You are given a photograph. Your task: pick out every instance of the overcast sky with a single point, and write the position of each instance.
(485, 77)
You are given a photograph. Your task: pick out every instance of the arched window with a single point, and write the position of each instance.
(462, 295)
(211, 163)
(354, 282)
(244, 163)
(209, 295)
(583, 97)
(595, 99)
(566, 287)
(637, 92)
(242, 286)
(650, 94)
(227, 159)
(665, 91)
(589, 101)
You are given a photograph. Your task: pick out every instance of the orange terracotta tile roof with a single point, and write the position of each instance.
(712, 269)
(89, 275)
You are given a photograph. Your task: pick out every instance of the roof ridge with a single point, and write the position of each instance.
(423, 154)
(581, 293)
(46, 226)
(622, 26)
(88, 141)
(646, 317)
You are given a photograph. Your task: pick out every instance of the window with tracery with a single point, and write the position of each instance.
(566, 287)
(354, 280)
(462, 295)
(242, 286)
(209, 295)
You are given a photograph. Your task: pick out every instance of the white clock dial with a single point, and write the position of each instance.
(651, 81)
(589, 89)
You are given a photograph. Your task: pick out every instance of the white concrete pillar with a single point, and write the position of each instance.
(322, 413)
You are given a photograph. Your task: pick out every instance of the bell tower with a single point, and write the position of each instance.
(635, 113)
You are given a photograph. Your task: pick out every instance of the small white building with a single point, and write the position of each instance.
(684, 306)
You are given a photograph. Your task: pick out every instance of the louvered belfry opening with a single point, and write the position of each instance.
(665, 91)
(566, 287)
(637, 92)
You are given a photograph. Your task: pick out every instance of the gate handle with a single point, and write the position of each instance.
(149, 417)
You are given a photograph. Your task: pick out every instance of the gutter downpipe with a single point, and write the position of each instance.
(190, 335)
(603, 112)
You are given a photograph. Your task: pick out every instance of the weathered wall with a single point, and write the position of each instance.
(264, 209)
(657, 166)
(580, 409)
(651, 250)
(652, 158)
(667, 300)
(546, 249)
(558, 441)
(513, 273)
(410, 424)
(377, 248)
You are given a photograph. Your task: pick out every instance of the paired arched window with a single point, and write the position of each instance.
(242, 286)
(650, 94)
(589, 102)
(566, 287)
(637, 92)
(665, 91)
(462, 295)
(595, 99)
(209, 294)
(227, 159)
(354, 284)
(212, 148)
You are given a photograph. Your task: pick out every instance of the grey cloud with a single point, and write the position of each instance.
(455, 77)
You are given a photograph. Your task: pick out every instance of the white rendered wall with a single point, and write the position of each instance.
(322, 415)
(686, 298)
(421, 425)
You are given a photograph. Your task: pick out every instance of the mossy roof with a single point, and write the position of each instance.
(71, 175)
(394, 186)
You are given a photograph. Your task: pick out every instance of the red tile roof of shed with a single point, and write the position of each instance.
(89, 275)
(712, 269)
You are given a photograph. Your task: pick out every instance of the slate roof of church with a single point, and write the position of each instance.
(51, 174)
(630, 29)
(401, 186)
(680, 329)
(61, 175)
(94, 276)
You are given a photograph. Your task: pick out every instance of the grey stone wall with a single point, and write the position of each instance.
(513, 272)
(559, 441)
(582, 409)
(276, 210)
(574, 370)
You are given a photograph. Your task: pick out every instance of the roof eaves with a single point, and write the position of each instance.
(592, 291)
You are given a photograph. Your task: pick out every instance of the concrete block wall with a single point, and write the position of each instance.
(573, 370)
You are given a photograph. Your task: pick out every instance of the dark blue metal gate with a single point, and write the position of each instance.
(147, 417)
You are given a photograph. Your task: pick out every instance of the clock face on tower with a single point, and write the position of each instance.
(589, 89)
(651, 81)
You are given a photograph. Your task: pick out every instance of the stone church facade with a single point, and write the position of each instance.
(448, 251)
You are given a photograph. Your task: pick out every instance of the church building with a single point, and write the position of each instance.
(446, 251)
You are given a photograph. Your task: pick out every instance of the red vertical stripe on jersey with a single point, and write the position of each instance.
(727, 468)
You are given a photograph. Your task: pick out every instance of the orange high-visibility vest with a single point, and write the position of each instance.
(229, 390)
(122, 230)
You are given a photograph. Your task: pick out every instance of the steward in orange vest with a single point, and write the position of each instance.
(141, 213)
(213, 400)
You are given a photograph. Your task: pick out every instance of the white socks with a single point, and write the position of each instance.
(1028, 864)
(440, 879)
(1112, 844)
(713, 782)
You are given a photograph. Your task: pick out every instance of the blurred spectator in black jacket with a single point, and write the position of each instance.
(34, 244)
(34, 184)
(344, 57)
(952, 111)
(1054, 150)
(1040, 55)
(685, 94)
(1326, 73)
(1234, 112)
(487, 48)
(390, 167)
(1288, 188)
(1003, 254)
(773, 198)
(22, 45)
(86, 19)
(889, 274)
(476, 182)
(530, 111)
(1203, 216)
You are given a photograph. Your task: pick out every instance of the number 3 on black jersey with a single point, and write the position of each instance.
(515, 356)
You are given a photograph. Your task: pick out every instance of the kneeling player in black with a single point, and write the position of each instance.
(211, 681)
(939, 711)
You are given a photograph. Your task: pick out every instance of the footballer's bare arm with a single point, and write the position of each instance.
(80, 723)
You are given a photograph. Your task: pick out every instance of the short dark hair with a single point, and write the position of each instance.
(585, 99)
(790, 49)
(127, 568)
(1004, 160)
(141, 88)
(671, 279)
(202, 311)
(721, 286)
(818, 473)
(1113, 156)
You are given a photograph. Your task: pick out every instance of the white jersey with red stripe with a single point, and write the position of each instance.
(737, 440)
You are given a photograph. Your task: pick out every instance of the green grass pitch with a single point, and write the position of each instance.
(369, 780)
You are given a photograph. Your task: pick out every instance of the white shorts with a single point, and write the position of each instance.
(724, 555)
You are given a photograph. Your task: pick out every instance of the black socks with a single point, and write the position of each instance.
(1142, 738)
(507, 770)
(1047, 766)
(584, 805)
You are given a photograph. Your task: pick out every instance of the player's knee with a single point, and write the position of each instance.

Your instructions: Format the data above as a numbered list, one line per item, leaving out any blank lines.

Answer to the problem:
1. You are given a photograph. Your task: pick out every instance of the overcast sky with a single point, and write the position of each instance.
2. (485, 77)
3. You are given a photograph. Your task: pick out every instance of the arched window with a single point, and write the position of each instance.
4. (462, 295)
5. (211, 163)
6. (354, 282)
7. (244, 163)
8. (209, 295)
9. (583, 97)
10. (595, 99)
11. (566, 287)
12. (637, 92)
13. (242, 286)
14. (650, 94)
15. (227, 159)
16. (665, 91)
17. (589, 101)
18. You are given a photograph. Your task: pick out every instance of the orange terracotta tile roof with a single point, and write the position of each instance.
19. (712, 269)
20. (89, 275)
21. You are given a photograph. Your task: pick out every instance of the roof ridge with a single point, and write the position of each instance.
22. (423, 154)
23. (581, 293)
24. (46, 226)
25. (622, 26)
26. (88, 141)
27. (646, 317)
28. You are given a photograph. Your task: pick out every instance of the window with tracery with a single point, and write the position of each instance.
29. (566, 287)
30. (354, 280)
31. (462, 295)
32. (242, 286)
33. (209, 295)
34. You are given a photograph. Your task: pick out every instance of the white clock dial with a single point, and write the position of each instance.
35. (651, 81)
36. (589, 89)
37. You are given a photograph. Your task: pick out every instance of the white concrete pillar with a single point, and write the position of each instance.
38. (322, 413)
39. You are given a photograph. Your task: pick out every instance of the bell tower with a single point, and write the position of each instance.
40. (635, 113)
41. You are given a photograph. Your task: pick out every instance of the small white building with a single point, and write the position of each instance.
42. (684, 306)
43. You are given a photograph. Your task: pick out every instance of the louvered belfry opening with a single point, and write the position of each instance.
44. (665, 91)
45. (566, 287)
46. (637, 92)
47. You are given a photograph. Your task: pick out every instance of the gate handle with a single point, and write the position of each instance.
48. (149, 417)
49. You are given a photograph. Your task: pick out every instance of the gutter downpipe with a single point, and write the position of each instance.
50. (190, 335)
51. (603, 112)
52. You are given a photograph. Your task: pick out every instance of the weathered wall with a single point, and write the position of each instance.
53. (264, 209)
54. (657, 166)
55. (580, 409)
56. (651, 250)
57. (652, 158)
58. (667, 300)
59. (546, 249)
60. (558, 441)
61. (513, 273)
62. (410, 424)
63. (377, 248)
64. You are given a photograph. Your task: pick out every instance of the paired arched window with a single point, and write the position of each instance.
65. (242, 286)
66. (650, 94)
67. (589, 102)
68. (566, 287)
69. (637, 92)
70. (665, 91)
71. (462, 295)
72. (595, 99)
73. (209, 294)
74. (227, 159)
75. (354, 284)
76. (212, 148)
77. You are given a photograph. Your task: pick out every instance of the grey cloud with a single point, and write the position of each instance.
78. (455, 77)
79. You are given a photograph. Your task: pick out every instance of the white rendered wall with a single point, and write the position of each instance.
80. (322, 415)
81. (686, 298)
82. (421, 425)
83. You are given a photograph. Your task: pick out every instance of the mossy roof with a single point, and write the position of each instance.
84. (71, 175)
85. (394, 186)
86. You are given a photograph. Your task: pick out every instance of the red tile roof of shed with a single point, and write the position of each instance.
87. (89, 275)
88. (712, 269)
89. You are given a photograph. Your task: pick out every instance of the slate roof of church with a single point, and write the position of each instance.
90. (51, 174)
91. (630, 29)
92. (401, 186)
93. (680, 329)
94. (61, 175)
95. (94, 276)
96. You are given a photograph. Your task: pick out every instance of the grey stone wall with a single point, and write the position of each instance.
97. (513, 272)
98. (559, 441)
99. (582, 409)
100. (276, 210)
101. (574, 370)
102. You are given a photograph. Your task: pick out every instance of the roof eaves with a single point, and write the position of each instance.
103. (592, 291)
104. You are given a photograph. Your task: pick out every instance of the concrete block wall with a single point, and write the position of each instance.
105. (573, 370)
106. You are given a photograph. Your task: pick out every instance of the dark blue metal gate with a single point, and write the position of each instance.
107. (147, 417)
108. You are given a photograph. Your task: pick out every instance of the clock face on tower with a single point, and write the position of each instance.
109. (589, 89)
110. (651, 81)
111. You are given a photograph. Your task: pick out every instance of the stone church facade with a single point, and write the position of each instance.
112. (448, 251)
113. You are given a photograph. Your task: pick out every instance of the church building with a single point, and write the position of each instance.
114. (446, 251)
115. You are given a photograph. Your task: pick out every instance of the red vertical stripe on jersey with a single point, and write the position of each instance.
116. (727, 468)
117. You are given a photograph. Your task: pick out every instance of the orange high-visibility vest with a single point, and write the position of each instance.
118. (229, 390)
119. (122, 230)
120. You are given a photograph. Your task: pick out every instance of the steward in orange vest with a single point, and write the position of each instance.
121. (141, 213)
122. (213, 400)
123. You are given a photograph. Your task: pick out every instance of the white socks with a single point, and write the position of each instance.
124. (1028, 864)
125. (440, 879)
126. (1112, 844)
127. (713, 782)
128. You are given a photograph. Your task: pick out every instance of the blurred spectator in black jacket with a single point, and write the position of each instance.
129. (34, 244)
130. (34, 184)
131. (344, 57)
132. (952, 111)
133. (1054, 150)
134. (1040, 55)
135. (685, 94)
136. (1326, 73)
137. (1234, 112)
138. (487, 48)
139. (390, 167)
140. (1288, 188)
141. (1003, 254)
142. (773, 198)
143. (22, 45)
144. (86, 19)
145. (889, 274)
146. (476, 182)
147. (530, 111)
148. (1203, 216)
149. You are given a photograph. Your task: pick out every instance of the number 3 on black jersey with a single point, and write the position of each instance.
150. (515, 356)
151. You are given a photograph. Your task: pick out every instance of the kneeling player in black with a single point, and write the position of each instance.
152. (211, 681)
153. (939, 711)
154. You are given a photograph. Your task: pick out every instance of the footballer's bare arm with a single point, and write the position of each instance.
155. (80, 723)
156. You are given a photograph. Your task: pick out every instance of the short dark hair with a single point, and write the position of each instance.
157. (585, 99)
158. (790, 49)
159. (127, 568)
160. (1004, 160)
161. (141, 88)
162. (671, 279)
163. (202, 311)
164. (721, 286)
165. (818, 473)
166. (1113, 156)
167. You are given a photograph. Your task: pick out every instance of the white jersey with red stripe with a single point, and write the position of each instance.
168. (737, 440)
169. You are given a photograph. Your task: pick out every instance of the green grass pitch with a single point, and write the position of each instance.
170. (369, 780)
171. You are given a photograph. Your task: pick out every instance of the white shorts with a single point, and write the position of each instance.
172. (724, 555)
173. You are given a photograph. Your task: pick out every instance of the black socks with a single point, and write the position of each instance.
174. (1142, 738)
175. (507, 770)
176. (1047, 766)
177. (584, 805)
178. You are given a photograph. Your task: pick out every instance of the player's knee with a single point, and write the position of each instance.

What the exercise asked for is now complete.